## [What the task requires]
Can you give every line of the listing below as a numbered list, with blank lines dropped and the pictures left out?

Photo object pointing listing
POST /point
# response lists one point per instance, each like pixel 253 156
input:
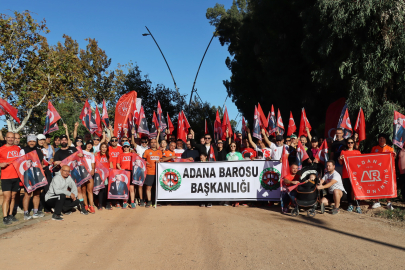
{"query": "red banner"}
pixel 372 175
pixel 138 170
pixel 78 168
pixel 118 184
pixel 29 170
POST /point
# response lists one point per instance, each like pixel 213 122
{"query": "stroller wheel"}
pixel 311 213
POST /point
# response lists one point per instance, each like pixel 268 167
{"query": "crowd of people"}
pixel 61 195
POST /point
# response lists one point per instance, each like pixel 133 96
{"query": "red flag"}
pixel 291 125
pixel 170 124
pixel 217 127
pixel 52 117
pixel 118 184
pixel 123 112
pixel 226 124
pixel 323 155
pixel 360 127
pixel 304 124
pixel 105 118
pixel 280 124
pixel 181 134
pixel 263 119
pixel 346 124
pixel 372 175
pixel 7 108
pixel 30 172
pixel 332 117
pixel 212 154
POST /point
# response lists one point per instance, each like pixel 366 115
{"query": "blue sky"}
pixel 180 28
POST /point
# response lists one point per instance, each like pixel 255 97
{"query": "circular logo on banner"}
pixel 170 180
pixel 270 179
pixel 123 108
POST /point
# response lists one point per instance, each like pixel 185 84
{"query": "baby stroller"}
pixel 307 194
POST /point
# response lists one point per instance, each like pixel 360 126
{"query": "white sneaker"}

## [Response to the exercise]
1. POST /point
2. # response lists one point per instance, each like pixel 253 156
3. input:
4. {"query": "red banner"}
5. pixel 372 175
6. pixel 138 170
7. pixel 78 168
8. pixel 118 184
9. pixel 29 170
10. POST /point
11. # response lists one point per instance, each like pixel 213 122
12. {"query": "stroller wheel"}
13. pixel 311 213
14. POST /point
15. # response lists one point per instance, each like pixel 268 167
16. {"query": "crowd of people"}
17. pixel 61 195
18. POST /point
19. # response lists one point per instance, each like pixel 133 96
20. {"query": "red flag"}
21. pixel 291 125
22. pixel 170 124
23. pixel 217 127
24. pixel 52 117
25. pixel 118 184
26. pixel 123 112
27. pixel 226 124
28. pixel 323 155
29. pixel 360 127
30. pixel 304 124
31. pixel 105 118
32. pixel 280 124
33. pixel 181 134
34. pixel 263 119
35. pixel 346 124
36. pixel 372 175
37. pixel 7 108
38. pixel 30 172
39. pixel 332 117
40. pixel 212 154
41. POST /point
42. # response lists one point per instance, each like pixel 366 115
43. {"query": "blue sky"}
44. pixel 180 28
45. POST /point
46. # response lists one point per instance, each like pixel 255 97
47. {"query": "circular logo on banner"}
48. pixel 170 180
49. pixel 270 179
50. pixel 123 108
51. POST /point
52. # response lists one point per instance, each like pixel 185 84
53. {"query": "baby stroller"}
54. pixel 307 194
55. POST /point
56. # response lists one point per instance, each like pixel 360 126
57. {"query": "white sneaker"}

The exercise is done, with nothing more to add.